This post is about Mathew.

If you’ve been reading for a while, you might remember me mentioning Matt before.  He was part of my very first Role Playing Game (RPG) group, which I talked about in a previous The Hand that Mold post.  You might also remember him if you’ve read my book.  This is the Mathew that I mention in the dedications and by the end of this post you’ll have a better idea of why I plan to dedicate each and every book to him.

I won’t repeat how I met Matt, since I covered that in the RPG group post, so we’ll start in my junior year of high school when Matt and I were already best friends and that RPG group was beginning to fall apart.  We didn’t have the RPG going anymore since the Storyteller had moved away, and there was other drama that I won’t get into, but that was the year that the whole things pretty much dissolved.

I’d made enough friends in other places by then that the RPG group falling apart wasn’t the end of the world, I just spent more time with other friends instead.  And then, after a few months, Matt introduced me to some new friends he’d made, and soon I was a fixture in his new group of friends.  Like so many things in high school, it didn’t last long.  There was more drama, and the group dissolved again, but I still had Matt.  We still talked about stories and planned games, even if he was famous for running one session of a game and then never finishing it.  I have to admit he wrote really great hooks.

★ ★ ★ ★

◆ **Objectives**:
1. Answer these from the post about Mathew:
(a) Who had moved away, ending the RPG games?
(b) In which year of high school does the account of the friendship begin?
(c) What was Matt famous for when running a game?
2. Supply the next part of the post about Mathew, starting after its final sentence.
The data that comes next is separate material, unrelated to the post about Mathew.

★ ★ ★ ★

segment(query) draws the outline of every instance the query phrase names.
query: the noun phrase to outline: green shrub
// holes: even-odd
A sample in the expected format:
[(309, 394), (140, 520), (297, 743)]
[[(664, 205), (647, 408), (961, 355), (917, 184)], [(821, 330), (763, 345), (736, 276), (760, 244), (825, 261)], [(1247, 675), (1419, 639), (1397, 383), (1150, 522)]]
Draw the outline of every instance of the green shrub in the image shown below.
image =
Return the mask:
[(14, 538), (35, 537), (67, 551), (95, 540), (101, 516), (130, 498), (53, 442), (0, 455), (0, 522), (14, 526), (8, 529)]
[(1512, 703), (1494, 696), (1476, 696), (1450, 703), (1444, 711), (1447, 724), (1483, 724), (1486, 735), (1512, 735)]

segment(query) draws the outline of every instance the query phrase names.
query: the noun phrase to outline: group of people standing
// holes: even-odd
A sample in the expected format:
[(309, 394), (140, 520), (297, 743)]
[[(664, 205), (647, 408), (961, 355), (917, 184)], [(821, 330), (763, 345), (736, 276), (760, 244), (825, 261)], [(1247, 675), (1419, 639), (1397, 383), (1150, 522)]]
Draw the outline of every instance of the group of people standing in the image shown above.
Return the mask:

★ ★ ★ ★

◆ **Set of answers**:
1.
(a) The Storyteller.
(b) The junior year.
(c) Running one session of a game and then never finishing it.

2.
So we were without a group of friends again, but it wasn’t long before Matt found another group, and once again introduced me to I could become a part of things.  It wasn’t until years later that I realized what was happening.  Matt was bringing me along with him.  Over the course of three groups that began and then dissolved because of drama, Matt and I were the only constants.  It really showed me how important I was to him.

Throughout all this drama, Matt and I never stopped sharing ideas.  He’d use me as a sounding board for game ideas because I was “the queen of out of character information” as he liked to say, which meant I could know how the entire story was supposed to play out, but my character would still react in game like she would if I knew nothing.  And I spent hours talking with Matt about story ideas or my character back story, or ideas for the RPG or LARP we were in at the time.  (Yes, I said LARP.  That’s Live Action Role Playing Game for those not in the know, and yes, I am proud to be a complete and total geek.)

During my senior year, I did a video assignment for class.  I don’t even remember if it was for creative writing or English (it was the same teacher).  I did my video with the topic “My Muse.”  My visual aids were books and notebooks and videos and pictures of my friends and artwork I’d collected or created.  I read the voiceover while I filmed (this was before the average high schooler had access to video editing via computer).  And one of the things that was prominent in the project was Matt.  It wasn’t overt, but looking back it was always there.  Matt inspired me.  He helped me work through plot ideas and develop characters and settings.  He’d become my own personal muse.

To this day, I still think of him that way.  He’ll always be my muse.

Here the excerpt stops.